→ **WHAT YOU WILL DO**: Extract each line of the records below that contains the string "water". Matching is case-sensitive.

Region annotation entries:
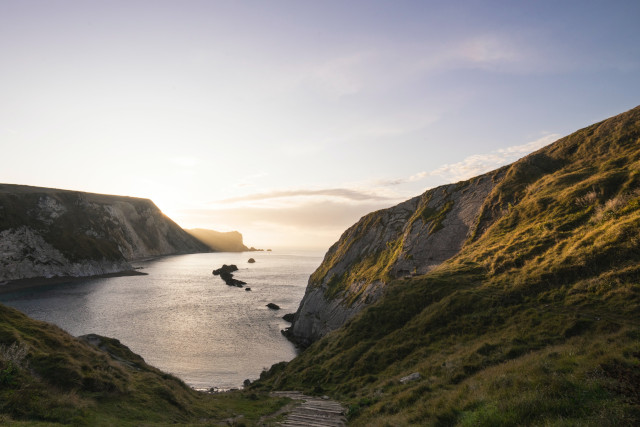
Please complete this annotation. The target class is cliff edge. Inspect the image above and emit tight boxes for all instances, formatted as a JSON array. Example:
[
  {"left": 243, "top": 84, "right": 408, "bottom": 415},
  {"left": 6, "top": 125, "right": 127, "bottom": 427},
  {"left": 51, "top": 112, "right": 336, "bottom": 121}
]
[
  {"left": 285, "top": 169, "right": 504, "bottom": 347},
  {"left": 285, "top": 107, "right": 640, "bottom": 346}
]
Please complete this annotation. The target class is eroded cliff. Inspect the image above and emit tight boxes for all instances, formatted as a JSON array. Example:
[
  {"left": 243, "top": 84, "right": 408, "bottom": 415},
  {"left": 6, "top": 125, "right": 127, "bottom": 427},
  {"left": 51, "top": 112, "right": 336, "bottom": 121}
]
[{"left": 0, "top": 184, "right": 209, "bottom": 281}]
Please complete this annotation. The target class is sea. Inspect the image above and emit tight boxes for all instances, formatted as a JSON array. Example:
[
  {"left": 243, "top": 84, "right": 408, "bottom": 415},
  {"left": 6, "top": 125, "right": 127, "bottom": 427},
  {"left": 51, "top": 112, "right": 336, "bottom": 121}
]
[{"left": 0, "top": 250, "right": 323, "bottom": 390}]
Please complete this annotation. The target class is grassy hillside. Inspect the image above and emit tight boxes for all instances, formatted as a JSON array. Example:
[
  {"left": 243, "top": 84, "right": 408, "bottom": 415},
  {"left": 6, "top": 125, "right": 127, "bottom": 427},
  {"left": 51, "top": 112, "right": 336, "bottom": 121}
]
[
  {"left": 0, "top": 305, "right": 286, "bottom": 426},
  {"left": 255, "top": 108, "right": 640, "bottom": 426},
  {"left": 0, "top": 184, "right": 209, "bottom": 263}
]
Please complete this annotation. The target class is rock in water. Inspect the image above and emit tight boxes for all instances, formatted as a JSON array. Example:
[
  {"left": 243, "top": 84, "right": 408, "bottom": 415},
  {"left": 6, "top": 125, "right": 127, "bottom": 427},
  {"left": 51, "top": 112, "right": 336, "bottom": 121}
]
[{"left": 212, "top": 264, "right": 247, "bottom": 288}]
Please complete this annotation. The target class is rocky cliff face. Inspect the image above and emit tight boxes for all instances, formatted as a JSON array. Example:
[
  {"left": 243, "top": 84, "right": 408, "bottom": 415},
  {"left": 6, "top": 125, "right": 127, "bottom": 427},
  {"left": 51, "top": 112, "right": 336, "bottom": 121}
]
[
  {"left": 287, "top": 169, "right": 504, "bottom": 346},
  {"left": 0, "top": 184, "right": 209, "bottom": 281}
]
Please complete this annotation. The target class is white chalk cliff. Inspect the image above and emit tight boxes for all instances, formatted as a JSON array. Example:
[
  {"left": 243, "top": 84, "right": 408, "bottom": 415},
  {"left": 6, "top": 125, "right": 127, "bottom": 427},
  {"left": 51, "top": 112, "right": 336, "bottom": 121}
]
[
  {"left": 285, "top": 170, "right": 504, "bottom": 346},
  {"left": 0, "top": 184, "right": 209, "bottom": 281}
]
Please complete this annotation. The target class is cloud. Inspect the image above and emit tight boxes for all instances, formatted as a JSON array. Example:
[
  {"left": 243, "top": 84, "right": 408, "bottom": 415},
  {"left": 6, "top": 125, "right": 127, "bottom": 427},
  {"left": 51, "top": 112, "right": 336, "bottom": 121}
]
[
  {"left": 376, "top": 133, "right": 560, "bottom": 186},
  {"left": 218, "top": 188, "right": 391, "bottom": 204}
]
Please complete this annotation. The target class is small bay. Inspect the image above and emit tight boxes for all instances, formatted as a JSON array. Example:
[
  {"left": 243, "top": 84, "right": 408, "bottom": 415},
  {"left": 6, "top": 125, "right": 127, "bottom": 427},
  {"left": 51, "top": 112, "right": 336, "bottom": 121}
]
[{"left": 0, "top": 250, "right": 323, "bottom": 389}]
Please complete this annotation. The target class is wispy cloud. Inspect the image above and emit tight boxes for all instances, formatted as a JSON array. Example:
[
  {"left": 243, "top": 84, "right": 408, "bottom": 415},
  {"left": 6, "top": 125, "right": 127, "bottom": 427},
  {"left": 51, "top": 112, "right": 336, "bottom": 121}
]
[
  {"left": 218, "top": 188, "right": 390, "bottom": 203},
  {"left": 377, "top": 133, "right": 560, "bottom": 186}
]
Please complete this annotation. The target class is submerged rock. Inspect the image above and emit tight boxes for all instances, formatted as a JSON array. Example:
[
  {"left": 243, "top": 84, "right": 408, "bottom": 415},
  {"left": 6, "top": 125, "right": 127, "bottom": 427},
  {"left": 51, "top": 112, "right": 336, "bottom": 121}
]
[
  {"left": 282, "top": 313, "right": 296, "bottom": 323},
  {"left": 400, "top": 372, "right": 420, "bottom": 384},
  {"left": 212, "top": 264, "right": 247, "bottom": 288},
  {"left": 212, "top": 264, "right": 238, "bottom": 276}
]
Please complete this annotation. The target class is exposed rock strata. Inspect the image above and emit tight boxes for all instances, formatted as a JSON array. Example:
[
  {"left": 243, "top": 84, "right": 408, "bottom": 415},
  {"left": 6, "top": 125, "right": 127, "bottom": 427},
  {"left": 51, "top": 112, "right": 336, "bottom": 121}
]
[
  {"left": 212, "top": 264, "right": 251, "bottom": 290},
  {"left": 185, "top": 228, "right": 250, "bottom": 252},
  {"left": 0, "top": 184, "right": 209, "bottom": 281},
  {"left": 285, "top": 170, "right": 503, "bottom": 346}
]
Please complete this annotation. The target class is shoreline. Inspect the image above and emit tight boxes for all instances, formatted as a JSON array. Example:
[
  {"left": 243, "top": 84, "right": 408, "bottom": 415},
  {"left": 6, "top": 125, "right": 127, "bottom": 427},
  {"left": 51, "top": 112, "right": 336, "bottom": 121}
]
[{"left": 0, "top": 270, "right": 147, "bottom": 294}]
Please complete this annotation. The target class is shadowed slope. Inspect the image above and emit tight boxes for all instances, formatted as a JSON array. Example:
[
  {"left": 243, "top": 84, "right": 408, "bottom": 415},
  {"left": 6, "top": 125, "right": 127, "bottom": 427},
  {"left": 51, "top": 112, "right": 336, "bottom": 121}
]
[{"left": 257, "top": 108, "right": 640, "bottom": 425}]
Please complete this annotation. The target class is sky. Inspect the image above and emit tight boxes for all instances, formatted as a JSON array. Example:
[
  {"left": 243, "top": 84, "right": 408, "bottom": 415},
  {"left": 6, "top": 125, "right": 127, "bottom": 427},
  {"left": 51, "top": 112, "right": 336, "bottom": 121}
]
[{"left": 0, "top": 0, "right": 640, "bottom": 249}]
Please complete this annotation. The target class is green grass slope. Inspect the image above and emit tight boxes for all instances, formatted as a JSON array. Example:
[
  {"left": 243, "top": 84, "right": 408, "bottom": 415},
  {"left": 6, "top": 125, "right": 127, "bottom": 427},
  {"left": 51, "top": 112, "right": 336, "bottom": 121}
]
[
  {"left": 254, "top": 107, "right": 640, "bottom": 426},
  {"left": 0, "top": 305, "right": 286, "bottom": 426}
]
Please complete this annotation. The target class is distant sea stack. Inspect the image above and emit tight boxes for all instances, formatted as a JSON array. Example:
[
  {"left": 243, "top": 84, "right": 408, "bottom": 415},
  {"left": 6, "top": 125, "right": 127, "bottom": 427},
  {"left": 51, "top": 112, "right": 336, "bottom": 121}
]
[
  {"left": 0, "top": 184, "right": 210, "bottom": 281},
  {"left": 185, "top": 228, "right": 250, "bottom": 252}
]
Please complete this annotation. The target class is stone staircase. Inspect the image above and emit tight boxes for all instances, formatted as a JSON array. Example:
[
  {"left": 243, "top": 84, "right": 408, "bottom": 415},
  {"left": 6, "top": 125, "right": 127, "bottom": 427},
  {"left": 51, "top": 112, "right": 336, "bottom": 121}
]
[{"left": 271, "top": 391, "right": 347, "bottom": 427}]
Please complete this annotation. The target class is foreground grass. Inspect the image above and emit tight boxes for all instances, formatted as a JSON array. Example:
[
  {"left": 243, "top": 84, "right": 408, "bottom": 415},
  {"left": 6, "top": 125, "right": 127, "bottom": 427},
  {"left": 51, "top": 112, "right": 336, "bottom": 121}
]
[
  {"left": 0, "top": 305, "right": 288, "bottom": 426},
  {"left": 253, "top": 108, "right": 640, "bottom": 426}
]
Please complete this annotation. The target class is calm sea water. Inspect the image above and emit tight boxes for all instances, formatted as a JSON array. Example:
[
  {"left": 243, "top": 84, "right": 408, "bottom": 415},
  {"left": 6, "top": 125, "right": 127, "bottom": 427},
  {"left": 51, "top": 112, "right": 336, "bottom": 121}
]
[{"left": 0, "top": 251, "right": 323, "bottom": 388}]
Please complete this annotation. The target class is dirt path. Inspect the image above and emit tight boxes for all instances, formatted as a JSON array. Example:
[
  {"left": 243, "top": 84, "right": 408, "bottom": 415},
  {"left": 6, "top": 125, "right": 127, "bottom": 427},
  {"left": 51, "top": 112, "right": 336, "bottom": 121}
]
[{"left": 271, "top": 391, "right": 347, "bottom": 427}]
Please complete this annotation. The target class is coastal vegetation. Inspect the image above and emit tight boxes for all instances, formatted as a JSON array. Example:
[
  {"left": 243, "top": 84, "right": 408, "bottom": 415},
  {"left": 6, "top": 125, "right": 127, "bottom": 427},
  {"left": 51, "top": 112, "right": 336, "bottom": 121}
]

→ **TASK SOLUTION**:
Please complete this annotation. The target class is rock in water. Inspect the image above and emit tight boxes for all instances, formatted as a JSON array. Example:
Please complete this annotation. The target class is calm sea water. Inspect the image above and emit tight boxes for all instances, formatted as a JSON array. Example:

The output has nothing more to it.